» **WHAT YOU ARE ASKED TO DO**:
Rewrite every line of the records below as a numbered list, omitting any blank lines.

━━━ RECORD LIST ━━━

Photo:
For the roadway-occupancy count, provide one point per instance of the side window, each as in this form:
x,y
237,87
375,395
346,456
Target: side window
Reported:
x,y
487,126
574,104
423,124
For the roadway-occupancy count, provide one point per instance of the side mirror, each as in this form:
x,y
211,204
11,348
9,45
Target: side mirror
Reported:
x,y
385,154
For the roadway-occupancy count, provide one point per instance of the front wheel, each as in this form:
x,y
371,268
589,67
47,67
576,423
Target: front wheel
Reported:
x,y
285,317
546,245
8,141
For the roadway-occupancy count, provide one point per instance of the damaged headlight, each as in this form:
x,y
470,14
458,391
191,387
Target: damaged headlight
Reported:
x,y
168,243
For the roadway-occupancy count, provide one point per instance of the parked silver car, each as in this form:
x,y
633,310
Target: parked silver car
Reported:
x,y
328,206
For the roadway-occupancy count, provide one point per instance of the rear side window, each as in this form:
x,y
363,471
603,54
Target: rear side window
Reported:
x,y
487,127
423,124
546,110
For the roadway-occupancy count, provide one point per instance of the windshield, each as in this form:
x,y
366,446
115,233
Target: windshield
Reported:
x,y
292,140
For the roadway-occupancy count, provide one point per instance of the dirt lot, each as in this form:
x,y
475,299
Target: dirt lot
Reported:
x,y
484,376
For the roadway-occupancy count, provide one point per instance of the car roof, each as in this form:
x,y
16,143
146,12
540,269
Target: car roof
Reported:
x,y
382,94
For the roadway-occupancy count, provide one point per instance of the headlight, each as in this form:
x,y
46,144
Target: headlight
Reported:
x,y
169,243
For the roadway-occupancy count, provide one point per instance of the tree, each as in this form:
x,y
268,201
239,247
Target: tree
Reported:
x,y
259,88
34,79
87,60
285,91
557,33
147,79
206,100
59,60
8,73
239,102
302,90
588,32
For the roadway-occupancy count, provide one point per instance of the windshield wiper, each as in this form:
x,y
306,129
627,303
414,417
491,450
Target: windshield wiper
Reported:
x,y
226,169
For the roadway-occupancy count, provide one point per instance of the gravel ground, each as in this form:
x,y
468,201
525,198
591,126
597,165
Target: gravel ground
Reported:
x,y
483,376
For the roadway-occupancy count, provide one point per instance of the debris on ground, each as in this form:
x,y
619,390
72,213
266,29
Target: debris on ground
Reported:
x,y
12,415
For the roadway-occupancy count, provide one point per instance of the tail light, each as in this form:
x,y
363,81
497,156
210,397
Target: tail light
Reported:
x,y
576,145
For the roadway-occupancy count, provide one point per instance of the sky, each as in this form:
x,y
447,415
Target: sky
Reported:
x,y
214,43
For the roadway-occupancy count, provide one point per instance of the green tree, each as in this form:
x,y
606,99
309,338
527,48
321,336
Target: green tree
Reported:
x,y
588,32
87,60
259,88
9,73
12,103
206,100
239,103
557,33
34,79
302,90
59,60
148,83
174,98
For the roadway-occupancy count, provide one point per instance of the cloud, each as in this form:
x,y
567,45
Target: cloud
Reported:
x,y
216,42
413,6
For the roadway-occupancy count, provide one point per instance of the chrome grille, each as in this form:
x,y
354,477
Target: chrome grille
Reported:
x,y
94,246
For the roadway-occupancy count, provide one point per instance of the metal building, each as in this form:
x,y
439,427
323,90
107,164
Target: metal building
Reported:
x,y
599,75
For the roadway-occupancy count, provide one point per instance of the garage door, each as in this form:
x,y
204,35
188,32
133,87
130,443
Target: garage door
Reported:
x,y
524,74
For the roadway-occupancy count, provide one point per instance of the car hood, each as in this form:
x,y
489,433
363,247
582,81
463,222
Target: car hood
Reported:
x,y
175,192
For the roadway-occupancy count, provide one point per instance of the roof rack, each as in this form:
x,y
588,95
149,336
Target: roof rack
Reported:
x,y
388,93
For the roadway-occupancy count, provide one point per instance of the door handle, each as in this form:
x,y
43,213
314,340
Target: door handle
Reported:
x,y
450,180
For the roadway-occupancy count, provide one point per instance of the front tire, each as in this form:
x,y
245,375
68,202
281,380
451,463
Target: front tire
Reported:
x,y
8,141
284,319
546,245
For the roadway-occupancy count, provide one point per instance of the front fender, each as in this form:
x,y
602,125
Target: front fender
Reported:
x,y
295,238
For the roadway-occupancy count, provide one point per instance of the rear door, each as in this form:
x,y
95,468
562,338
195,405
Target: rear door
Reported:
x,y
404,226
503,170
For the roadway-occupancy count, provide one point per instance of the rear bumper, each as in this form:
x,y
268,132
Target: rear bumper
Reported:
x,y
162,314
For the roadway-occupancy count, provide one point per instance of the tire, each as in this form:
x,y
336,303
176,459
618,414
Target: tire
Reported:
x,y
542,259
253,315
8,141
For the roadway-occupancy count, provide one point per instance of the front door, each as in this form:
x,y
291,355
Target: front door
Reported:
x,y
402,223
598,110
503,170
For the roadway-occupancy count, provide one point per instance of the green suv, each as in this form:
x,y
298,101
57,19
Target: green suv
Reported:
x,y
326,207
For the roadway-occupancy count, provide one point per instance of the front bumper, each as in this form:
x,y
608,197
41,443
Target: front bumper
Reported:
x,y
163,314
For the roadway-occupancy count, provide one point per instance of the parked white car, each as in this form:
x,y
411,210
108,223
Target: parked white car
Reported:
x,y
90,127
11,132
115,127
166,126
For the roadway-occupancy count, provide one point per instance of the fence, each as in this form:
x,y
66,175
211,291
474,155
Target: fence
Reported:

━━━

» **OUTPUT BELOW**:
1. Photo:
2. For the roadway-occupancy count, provide one point per instance of the side window, each as in this form:
3. x,y
4. 237,87
5. 375,395
6. 346,456
7. Target: side window
8. Reported:
9. x,y
10. 487,126
11. 574,104
12. 423,124
13. For the roadway-occupancy count, provide one point per instance of the side mirror, each as in this form:
14. x,y
15. 211,204
16. 11,348
17. 9,45
18. Target: side mirror
19. Reported:
20. x,y
21. 385,154
22. For the roadway-occupancy count, provide one point per instance of the front wheel, each as in this form:
23. x,y
24. 371,268
25. 589,67
26. 47,67
27. 576,423
28. Target: front wheel
29. Reported:
30. x,y
31. 285,317
32. 546,245
33. 8,141
34. For the roadway-occupancy count, provide one point per instance of the damaged headlight, each as in this form:
35. x,y
36. 470,14
37. 458,391
38. 191,387
39. Target: damaged headlight
40. Reported:
41. x,y
42. 168,243
43. For the roadway-occupancy count, provide one point per instance of the parked silver car, each as in this form:
44. x,y
45. 633,310
46. Target: parked silver car
47. Reported:
48. x,y
49. 328,206
50. For the roadway-occupancy count, provide one point per instance of the rear side window, each as in this form:
51. x,y
52. 363,471
53. 603,54
54. Target: rear side window
55. Reported:
56. x,y
57. 487,127
58. 423,124
59. 546,110
60. For the roadway-occupancy count, provide one point per instance of the windshield, each as in this form:
61. x,y
62. 366,446
63. 115,233
64. Target: windshield
65. Reported:
66. x,y
67. 292,140
68. For the roadway-occupancy count, provide one point per instance of the dirt lot, each as in this form:
69. x,y
70. 475,299
71. Target: dirt lot
72. Reported:
73. x,y
74. 484,376
75. For the roadway-occupancy count, provide one point per instance of the car roof, each as in this form:
76. x,y
77. 16,143
78. 146,12
79. 540,269
80. Target: car roof
81. Reported:
82. x,y
83. 382,94
84. For the roadway-occupancy count, provide one point per instance of the headlight, each as in this form:
85. x,y
86. 46,144
87. Target: headlight
88. Reported:
89. x,y
90. 169,243
91. For the roadway-occupancy count, provide one point per instance of the tree, each as in this form:
92. x,y
93. 268,201
94. 239,247
95. Target: tree
96. Reported:
97. x,y
98. 259,88
99. 34,79
100. 87,60
101. 285,91
102. 557,33
103. 147,79
104. 206,100
105. 59,60
106. 8,73
107. 239,102
108. 302,90
109. 588,32
110. For the roadway-occupancy count, provide one point per instance of the windshield wiper, each as in this form:
111. x,y
112. 306,129
113. 627,303
114. 414,417
115. 491,450
116. Target: windshield wiper
117. Reported:
118. x,y
119. 226,169
120. For the roadway-occupancy count, provide one point per instance of the gravel ground, each as in this form:
121. x,y
122. 468,201
123. 525,198
124. 591,126
125. 597,165
126. Target: gravel ground
127. Reported:
128. x,y
129. 483,376
130. For the roadway-occupancy count, provide one point per instance of the debris on ground, each as in this form:
131. x,y
132. 619,390
133. 72,213
134. 266,29
135. Target: debris on ground
136. Reported:
137. x,y
138. 12,415
139. For the roadway-occupancy count, provide one point per instance of the tail light, each as in this form:
140. x,y
141. 363,81
142. 497,156
143. 210,397
144. Target: tail light
145. Reported:
146. x,y
147. 576,145
148. For the roadway-occupancy count, provide one point per instance of the sky, each as in this form:
149. x,y
150. 447,415
151. Target: sky
152. Reported:
153. x,y
154. 214,43
155. For the roadway-occupancy count, provide one point per instance of the green tree, each as in this form:
156. x,y
157. 606,99
158. 309,338
159. 527,48
160. 321,336
161. Target: green tree
162. Reported:
163. x,y
164. 588,32
165. 87,60
166. 259,88
167. 9,73
168. 12,103
169. 206,100
170. 239,103
171. 557,33
172. 34,79
173. 302,90
174. 59,60
175. 148,83
176. 174,98
177. For the roadway-occupancy count, provide one point per instance of the cloud, each as in this form:
178. x,y
179. 567,45
180. Target: cloud
181. Reported:
182. x,y
183. 216,42
184. 413,6
185. For the roadway-occupancy count, provide one point per instance of the chrome grille, each as in this form:
186. x,y
187. 354,477
188. Target: chrome grille
189. Reported:
190. x,y
191. 94,246
192. For the roadway-occupancy count, provide one point per instance of the metal building, each as in this form:
193. x,y
194. 439,427
195. 323,90
196. 107,164
197. Target: metal building
198. Reported:
199. x,y
200. 599,75
201. For the roadway-occupancy count, provide one point per instance of the garage door, each as in this form:
202. x,y
203. 204,35
204. 188,32
205. 133,87
206. 130,443
207. Target: garage door
208. Reported:
209. x,y
210. 524,74
211. For the roadway-occupancy count, provide one point per instance of the car hood, each as in this form:
212. x,y
213. 489,433
214. 363,247
215. 582,81
216. 463,222
217. Target: car hood
218. Reported:
219. x,y
220. 175,192
221. For the roadway-occupancy count, provide one point per instance of the roof rack, each as in this form:
222. x,y
223. 588,95
224. 149,336
225. Target: roof rack
226. Reported:
227. x,y
228. 388,93
229. For the roadway-occupancy count, provide one point per instance of the door handle, each as in this form:
230. x,y
231. 43,213
232. 314,340
233. Target: door handle
234. Reported:
235. x,y
236. 450,180
237. For the roadway-occupancy count, provide one point per instance of the front tire, each as in this form:
238. x,y
239. 245,375
240. 68,202
241. 281,380
242. 451,463
243. Target: front tire
244. Reported:
245. x,y
246. 8,141
247. 284,319
248. 546,245
249. For the roadway-occupancy count, provide one point per instance of the front fender, each as in this form:
250. x,y
251. 602,125
252. Target: front fender
253. Reported:
254. x,y
255. 295,238
256. For the roadway-occupancy count, provide one point per instance of the rear door, each as in this form:
257. x,y
258. 95,468
259. 562,338
260. 195,405
261. Target: rear door
262. Reported:
263. x,y
264. 404,226
265. 503,170
266. For the roadway-occupancy count, provide one point per instance of the rear bumper, each as in this form:
267. x,y
268. 268,132
269. Target: rear bumper
270. Reported:
271. x,y
272. 162,314
273. For the roadway-occupancy count, provide one point per instance of the tire, each as in this form:
274. x,y
275. 336,303
276. 176,459
277. 618,414
278. Target: tire
279. Reported:
280. x,y
281. 542,259
282. 253,315
283. 8,141
284. For the roadway-occupancy count, provide one point per instance of the front door, each as in this form:
285. x,y
286. 291,355
287. Target: front door
288. Reported:
289. x,y
290. 402,223
291. 598,110
292. 503,170
293. For the roadway-occupancy count, provide one point per instance of the green suv, each as in this form:
294. x,y
295. 298,101
296. 57,19
297. Target: green suv
298. Reported:
299. x,y
300. 326,207
301. For the roadway-occupancy count, provide one point per instance of the front bumper, each as in this form:
302. x,y
303. 608,197
304. 41,443
305. Target: front bumper
306. Reported:
307. x,y
308. 163,314
309. For the roadway-occupancy count, provide one point per instance of the parked white car, each as in this form:
310. x,y
311. 411,210
312. 108,223
313. Target: parked white car
314. Reported:
315. x,y
316. 90,127
317. 11,132
318. 115,127
319. 166,126
320. For the roadway-occupancy count, provide one point per instance of the fence, each as in this form:
321. x,y
322. 66,175
323. 211,291
324. 474,155
325. Target: fence
326. Reported:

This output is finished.